__TASK REQUIREMENTS__
In the forum thread below about Bentley wheels, put this sentence into Spanish: "I'm looking for the wheels not the car."

__DOCUMENT TEXT__
──────────────────────────────

# WTB 20" Bentley Mulliner 20x9 5x112 (4)



## Nethers (Dec 2, 2013)

As the title states, I am looking to buy your 2007-2009 era Bentley Continental GT and Flying Spur 20" Wheels/Rims. Preferably not Chromed, but the Alloy or Silver or Hyperflanged, but if the price is right, I would buy any and refinish myself. Send me a PM if you're interested in selling.


----------



## Nethers (Dec 2, 2013)

Bump not sure what you mean


----------



## eyceburg (Jun 1, 2014)

I have 19" Bentley Wheels and tires for sale. LET ME KNOW


----------



## Nethers (Dec 2, 2013)

19s are very nice, but am definitely interested in 20 inch bentley wheels. Both size Mulliner rims are my favorites though.


----------



## Nethers (Dec 2, 2013)

Yep still looking, PM me if you find some.


----------



## JSheffild (Dec 9, 2014)

Man I can only dream of a car like this!


----------



## Nethers (Dec 2, 2013)

I'm looking for the wheels not the car.


----------



## Nethers (Dec 2, 2013)

Still looking for a set of Bentley Mulliners 20" (preferably Alloy).


----------



## Nethers (Dec 2, 2013)

Help me find two or more for Christmas! Looking for 20" Bentley Mulliners.


----------



## Nethers (Dec 2, 2013)

Great, I can always use more eyes to help me find a set of bentley mulliners. I'm so glad you didn't come here to try to hijack my looking to buy thread, let me know when you find me a set.


----------



## Nethers (Dec 2, 2013)

Still looking, missed another set at $1550, argh.


----------

──────────────────────────────

__DATASET CONTENT__
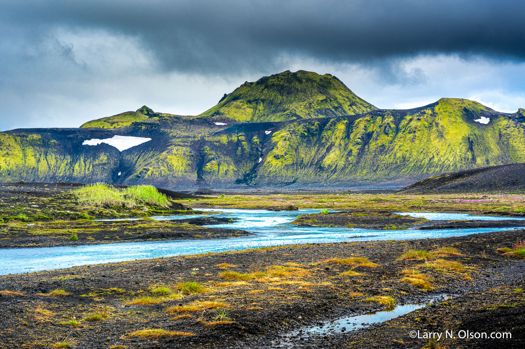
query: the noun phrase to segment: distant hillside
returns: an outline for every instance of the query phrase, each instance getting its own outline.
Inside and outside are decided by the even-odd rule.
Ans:
[[[143,106],[136,111],[125,111],[124,112],[92,120],[82,125],[80,127],[100,127],[101,128],[116,128],[123,127],[131,125],[135,121],[141,121],[147,119],[153,114],[153,111]]]
[[[353,115],[376,109],[330,74],[287,70],[245,83],[202,115],[257,122]]]
[[[80,128],[1,132],[0,181],[396,189],[525,162],[523,109],[508,114],[442,98],[378,109],[330,74],[285,71],[246,83],[205,114],[144,106]]]
[[[139,114],[144,120],[121,127],[0,132],[0,181],[400,188],[436,174],[525,162],[523,113],[466,99],[281,122]],[[122,152],[84,144],[116,135],[152,139]]]
[[[399,194],[525,192],[525,163],[511,163],[445,173],[414,183]]]

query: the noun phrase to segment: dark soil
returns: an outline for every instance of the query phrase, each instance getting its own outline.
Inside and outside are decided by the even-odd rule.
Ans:
[[[81,206],[71,190],[83,185],[66,182],[0,183],[0,220],[45,222],[208,213],[188,210],[185,206],[175,201],[172,201],[169,208],[152,206],[133,208]]]
[[[33,225],[4,225],[0,249],[79,246],[146,240],[225,239],[250,235],[238,229],[204,227],[232,223],[236,218],[195,217],[172,221],[55,221]],[[76,235],[77,240],[72,238]]]
[[[303,214],[298,217],[292,224],[303,227],[344,227],[375,230],[405,229],[415,227],[419,227],[418,229],[420,230],[434,230],[525,227],[525,221],[522,220],[430,221],[425,218],[402,215],[385,211],[353,211]]]
[[[416,182],[396,193],[522,192],[525,192],[525,163],[511,163],[440,174]]]
[[[472,330],[510,329],[513,339],[518,338],[521,345],[524,300],[518,289],[524,288],[525,263],[513,255],[502,255],[497,249],[523,239],[525,231],[514,230],[442,239],[302,244],[5,275],[0,278],[0,290],[21,294],[4,292],[0,297],[4,310],[0,313],[0,346],[49,347],[57,338],[69,335],[78,348],[117,345],[124,346],[112,347],[277,347],[287,342],[287,333],[302,326],[386,306],[367,297],[388,296],[396,304],[403,304],[424,301],[443,293],[464,295],[435,308],[422,309],[393,319],[382,327],[289,340],[296,347],[346,347],[351,344],[349,347],[419,348],[425,343],[408,338],[408,330],[477,326]],[[433,251],[441,247],[454,247],[461,255],[436,258],[460,262],[465,269],[447,271],[427,265],[424,260],[396,260],[408,249]],[[351,256],[366,257],[378,265],[356,266],[327,261]],[[217,266],[224,263],[230,266]],[[289,269],[278,268],[286,272],[279,276],[264,273],[275,270],[271,267],[275,265]],[[255,280],[248,278],[237,282],[221,276],[224,268],[248,276],[254,272],[262,273]],[[434,289],[425,291],[403,281],[403,271],[407,268],[419,270]],[[340,275],[350,270],[359,274]],[[127,299],[152,296],[151,290],[156,286],[173,286],[188,280],[205,285],[208,292],[186,294],[182,299],[166,298],[148,305],[125,304]],[[57,289],[70,294],[49,294]],[[228,321],[215,322],[220,314],[213,309],[190,312],[184,317],[166,311],[179,303],[198,304],[205,301],[225,303]],[[104,313],[103,319],[86,320],[87,314],[93,313]],[[59,323],[74,317],[79,324]],[[419,320],[414,320],[417,317]],[[193,335],[173,334],[143,339],[130,334],[146,329]],[[502,341],[490,344],[522,347],[505,346],[511,342]],[[487,347],[486,343],[458,340],[451,347]]]
[[[482,228],[509,228],[525,227],[525,221],[518,220],[501,221],[449,220],[432,221],[432,225],[421,227],[419,230],[433,229],[465,229]]]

──────────────────────────────

__ANSWER TO THIS PROBLEM__
Estoy buscando las llantas, no el coche.